- **Prompt**:
List every line below that contains the word "black", copying each one in full. Case counts, so match only that exact capitalization.

- **Data lines**:
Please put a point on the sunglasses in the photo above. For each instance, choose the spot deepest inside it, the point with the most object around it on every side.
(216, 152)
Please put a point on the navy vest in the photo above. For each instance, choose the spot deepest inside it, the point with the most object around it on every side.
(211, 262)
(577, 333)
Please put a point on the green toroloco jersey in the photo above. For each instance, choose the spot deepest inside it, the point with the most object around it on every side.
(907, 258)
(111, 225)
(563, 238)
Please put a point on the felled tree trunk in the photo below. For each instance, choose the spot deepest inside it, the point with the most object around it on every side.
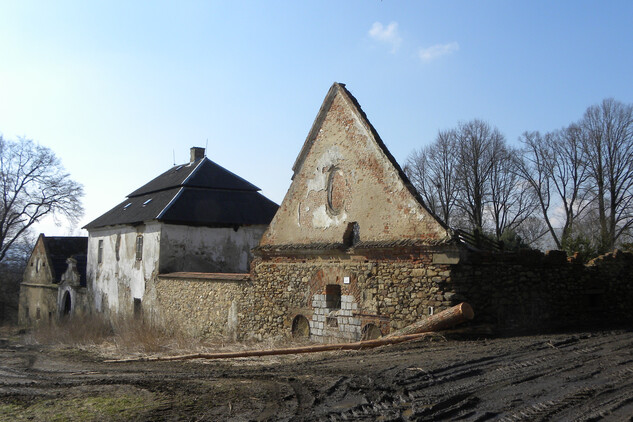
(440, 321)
==
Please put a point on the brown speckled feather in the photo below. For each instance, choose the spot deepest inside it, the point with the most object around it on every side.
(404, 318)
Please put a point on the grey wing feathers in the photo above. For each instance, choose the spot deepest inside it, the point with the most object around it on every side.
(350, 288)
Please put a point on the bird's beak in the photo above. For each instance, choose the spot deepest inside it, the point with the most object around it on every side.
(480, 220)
--
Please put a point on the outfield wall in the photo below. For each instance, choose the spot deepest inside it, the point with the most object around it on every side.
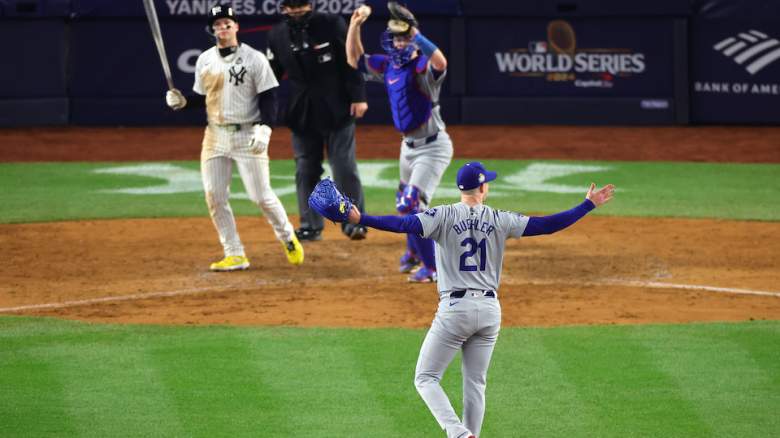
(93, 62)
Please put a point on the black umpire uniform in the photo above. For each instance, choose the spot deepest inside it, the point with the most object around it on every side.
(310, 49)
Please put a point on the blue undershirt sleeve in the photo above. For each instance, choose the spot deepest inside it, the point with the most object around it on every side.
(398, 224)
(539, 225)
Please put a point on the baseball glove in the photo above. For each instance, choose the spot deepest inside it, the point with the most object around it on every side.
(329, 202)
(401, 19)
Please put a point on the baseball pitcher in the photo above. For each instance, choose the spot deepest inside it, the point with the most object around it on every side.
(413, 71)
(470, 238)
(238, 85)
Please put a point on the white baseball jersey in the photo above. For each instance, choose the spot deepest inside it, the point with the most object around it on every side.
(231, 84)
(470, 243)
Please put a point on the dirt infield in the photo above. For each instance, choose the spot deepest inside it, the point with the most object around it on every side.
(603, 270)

- **Answer to the exercise**:
Please put a point on the black umpire uniform in the photo above. For each instance, choose the spot deepest inside it, the point with the most object around it on every side.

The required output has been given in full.